Location labeling rows
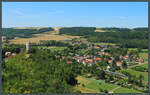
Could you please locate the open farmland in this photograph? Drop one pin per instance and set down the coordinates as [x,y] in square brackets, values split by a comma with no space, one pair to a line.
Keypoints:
[50,35]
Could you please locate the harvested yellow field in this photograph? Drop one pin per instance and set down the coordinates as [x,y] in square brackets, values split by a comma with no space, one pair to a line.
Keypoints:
[99,30]
[44,36]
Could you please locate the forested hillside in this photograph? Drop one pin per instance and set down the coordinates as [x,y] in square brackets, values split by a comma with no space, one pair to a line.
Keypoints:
[10,33]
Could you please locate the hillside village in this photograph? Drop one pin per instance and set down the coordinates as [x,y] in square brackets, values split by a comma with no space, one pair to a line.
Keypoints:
[102,64]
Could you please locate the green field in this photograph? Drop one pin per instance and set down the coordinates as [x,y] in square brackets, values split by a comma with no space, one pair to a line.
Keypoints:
[92,86]
[125,90]
[105,44]
[53,48]
[137,73]
[144,65]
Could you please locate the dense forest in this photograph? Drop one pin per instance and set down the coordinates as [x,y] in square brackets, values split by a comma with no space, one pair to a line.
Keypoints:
[10,33]
[130,38]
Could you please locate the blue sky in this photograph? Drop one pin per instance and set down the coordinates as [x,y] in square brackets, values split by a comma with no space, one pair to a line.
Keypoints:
[68,14]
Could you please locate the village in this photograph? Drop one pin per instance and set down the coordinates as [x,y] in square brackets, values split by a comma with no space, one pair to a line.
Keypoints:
[110,58]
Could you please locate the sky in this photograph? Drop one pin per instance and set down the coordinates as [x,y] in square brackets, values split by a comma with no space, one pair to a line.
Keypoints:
[73,14]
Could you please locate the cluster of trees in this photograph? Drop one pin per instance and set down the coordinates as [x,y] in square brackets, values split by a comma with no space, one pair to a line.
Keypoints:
[13,48]
[134,39]
[141,69]
[10,33]
[42,72]
[53,43]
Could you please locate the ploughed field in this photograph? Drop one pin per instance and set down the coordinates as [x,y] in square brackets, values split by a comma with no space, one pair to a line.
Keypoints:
[50,35]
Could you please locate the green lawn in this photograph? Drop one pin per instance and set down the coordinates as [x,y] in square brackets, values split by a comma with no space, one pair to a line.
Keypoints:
[144,65]
[125,90]
[92,84]
[105,86]
[104,43]
[52,47]
[144,56]
[137,73]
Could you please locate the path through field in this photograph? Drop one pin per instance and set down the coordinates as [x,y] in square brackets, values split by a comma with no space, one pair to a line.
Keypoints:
[49,35]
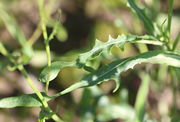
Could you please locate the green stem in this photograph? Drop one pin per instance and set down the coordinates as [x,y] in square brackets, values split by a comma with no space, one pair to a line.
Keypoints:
[38,93]
[30,83]
[170,10]
[49,64]
[45,35]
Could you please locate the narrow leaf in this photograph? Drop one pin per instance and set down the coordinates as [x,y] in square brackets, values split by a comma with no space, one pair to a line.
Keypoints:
[53,70]
[120,41]
[113,70]
[26,100]
[142,97]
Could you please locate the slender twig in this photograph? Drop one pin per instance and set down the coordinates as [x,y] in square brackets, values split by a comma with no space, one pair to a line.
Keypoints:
[46,40]
[170,11]
[38,93]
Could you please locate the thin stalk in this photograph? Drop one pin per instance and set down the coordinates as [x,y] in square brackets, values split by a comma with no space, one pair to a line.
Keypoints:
[170,11]
[30,83]
[35,35]
[46,40]
[142,97]
[38,93]
[49,64]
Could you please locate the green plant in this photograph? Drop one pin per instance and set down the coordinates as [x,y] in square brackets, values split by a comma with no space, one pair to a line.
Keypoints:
[165,53]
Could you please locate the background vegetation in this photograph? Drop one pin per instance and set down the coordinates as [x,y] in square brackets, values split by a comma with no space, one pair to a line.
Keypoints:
[149,91]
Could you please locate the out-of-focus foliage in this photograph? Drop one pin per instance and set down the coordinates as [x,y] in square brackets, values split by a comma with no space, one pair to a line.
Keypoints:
[68,43]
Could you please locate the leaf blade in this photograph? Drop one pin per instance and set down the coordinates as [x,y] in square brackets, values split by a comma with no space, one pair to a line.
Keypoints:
[116,67]
[26,100]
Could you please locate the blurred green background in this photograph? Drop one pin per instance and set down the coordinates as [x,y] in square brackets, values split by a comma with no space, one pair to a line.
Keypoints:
[83,21]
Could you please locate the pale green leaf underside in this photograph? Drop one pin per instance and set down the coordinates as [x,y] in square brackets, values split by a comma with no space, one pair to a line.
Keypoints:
[26,100]
[53,70]
[113,70]
[120,41]
[97,49]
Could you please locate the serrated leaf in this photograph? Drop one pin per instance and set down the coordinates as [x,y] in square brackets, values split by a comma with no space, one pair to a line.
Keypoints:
[120,41]
[113,70]
[53,70]
[26,100]
[17,34]
[142,16]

### Task requirements
Put every line of the rows above into a JSON list of strings, with one string per line and blank lines omitted. Leave the pictures out of the answer.

### Answer below
[
  "Could you please locate the open farmland in this photograph? Drop one pin per instance and set down the coordinates as [x,y] in square brackets, values split by a comma with no space, one pair to a line.",
  "Keypoints:",
  "[50,35]",
  "Could you please locate the harvested yellow field in this photograph? Drop one pin per instance and set down the coordinates as [x,y] in square brackets, values split by a comma with no space, one pair to a line.",
  "Keypoints:",
  "[99,30]",
  "[44,36]",
  "Could you please locate the forested hillside in this photograph? Drop one pin per instance and set down the coordinates as [x,y] in square brackets, values split by a comma with no space, one pair to a line.",
  "Keypoints:",
  "[10,33]",
  "Could you please locate the hillside village in this photograph? Drop one pin per instance and set down the coordinates as [x,y] in square brackets, values split by a comma with no space, one pair to a line.",
  "Keypoints:",
  "[102,64]",
  "Could you please locate the green field in this photograph? Drop one pin per instance and set down the coordinates as [x,y] in square brackets, values split by a comma with no space, one pair to a line.",
  "Keypoints:",
  "[92,86]",
  "[125,90]",
  "[105,44]",
  "[53,48]",
  "[137,73]",
  "[144,65]",
  "Could you please locate the dense forest in this photograph? Drop one pin per instance and set down the coordinates as [x,y] in square brackets, values split by a comma with no space, one pair to a line.",
  "Keypoints:",
  "[10,33]",
  "[130,38]",
  "Could you please locate the blue sky in this photograph? Drop one pin per instance and set down the coordinates as [x,y] in square brackets, values split by a comma with no space, one pair to a line.",
  "Keypoints:",
  "[68,14]",
  "Could you please locate the village in this photograph? Drop one pin per instance and set down the coordinates as [x,y] in square brackets, values split by a comma with no space, one pair to a line.",
  "Keypoints:",
  "[110,58]",
  "Could you please locate the sky in this photograph? Drop one pin per instance and set down the coordinates as [x,y] in square brackets, values split by a comma with no space, one pair to a line.",
  "Keypoints:",
  "[73,14]",
  "Could you please locate the cluster of trees in this photograph? Drop one pin per instance and set down the coordinates as [x,y] in square brackets, values split by a comma with no space, one pair to a line.",
  "Keypoints:",
  "[13,48]",
  "[134,39]",
  "[141,69]",
  "[10,33]",
  "[42,72]",
  "[53,43]",
  "Could you please locate the ploughed field in this photograph? Drop one pin per instance and set down the coordinates as [x,y] in square brackets, values split by a comma with no space, one pair to a line.",
  "Keypoints:",
  "[50,35]",
  "Could you please locate the green lawn in this photograph? Drop one pin per instance and set down the coordinates as [x,y] in square brackets, values split by a comma with no space, one pair to a line.",
  "Keypoints:",
  "[144,65]",
  "[125,90]",
  "[92,84]",
  "[105,86]",
  "[104,43]",
  "[52,47]",
  "[144,56]",
  "[137,73]",
  "Could you please locate the path through field in this photograph? Drop one pin per instance and set down the coordinates as [x,y] in square brackets, values split by a comma with no space, one pair to a line.",
  "Keypoints:",
  "[49,35]",
  "Could you please locate the green stem in this photograph? Drop one pin per instance and set down the coordinates as [x,y] in square brackets, values split by a comma with no space, one pair to a line.",
  "Keypoints:",
  "[38,93]",
  "[30,83]",
  "[170,10]",
  "[49,64]",
  "[45,35]",
  "Could you please locate the narrow leaf in this photograph? Drop one pin per instance and set down the coordinates as [x,y] in square brackets, values split by a comma with no space, one pair to a line.",
  "Keypoints:",
  "[53,70]",
  "[120,41]",
  "[113,70]",
  "[26,100]",
  "[142,97]",
  "Could you please locate the slender twig in this photograph? Drop one pin per instance and set down the coordinates as [x,y] in square brackets, values split by a comma with no space, one pair to a line.",
  "Keypoints:",
  "[46,40]",
  "[170,11]",
  "[38,93]",
  "Could you please locate the thin stalk in this photograph? Drop one pin per instance and set down the coordinates as [x,y] in square brackets, values split by a comma with no space, one pair to a line.",
  "Keypoints:",
  "[170,11]",
  "[30,83]",
  "[35,35]",
  "[46,40]",
  "[142,97]",
  "[38,93]",
  "[49,64]",
  "Could you please locate the green plant in this photograph? Drop one pin per instance and set down the coordinates as [x,y] in square brackets, values split by a comma with no space, one pair to a line.",
  "Keypoints:",
  "[165,53]",
  "Could you please locate the background vegetation in this photograph? Drop one pin per instance and set down the coordinates as [x,y] in square brackets, values split by a comma with no space, one pair to a line.",
  "Keypoints:",
  "[149,91]",
  "Could you please locate the out-of-focus foliage in this photograph? Drop one pin per instance and set down the coordinates as [x,y] in square brackets, values split by a comma with no space, one pair to a line.",
  "Keypoints:",
  "[68,43]",
  "Could you please locate the leaf blade in this photograph? Drop one pin per instance and set down the coordinates as [x,y] in square brackets, values split by a comma with no space, one pair to a line.",
  "Keypoints:",
  "[116,67]",
  "[26,100]",
  "Could you please locate the blurred green background in this photograph? Drop one pin per instance and set down the coordinates as [x,y] in square brackets, values split by a comma with no space, one pair to a line.",
  "Keypoints:",
  "[83,21]",
  "Could you please locate the pale green leaf underside in this photograph? Drop one pin per instance and set down the coordinates as [x,y] in square brackets, values split by a comma with no space, one pair to a line.",
  "Keypoints:",
  "[26,100]",
  "[53,70]",
  "[113,70]",
  "[120,41]",
  "[97,49]",
  "Could you please locate the serrated leaf in this photograph? Drop one pin per instance and set down the coordinates as [x,y] in square brackets, values split by a comma with no space, one pair to a line.",
  "Keypoints:",
  "[120,41]",
  "[113,70]",
  "[53,70]",
  "[26,100]",
  "[17,34]",
  "[142,16]"
]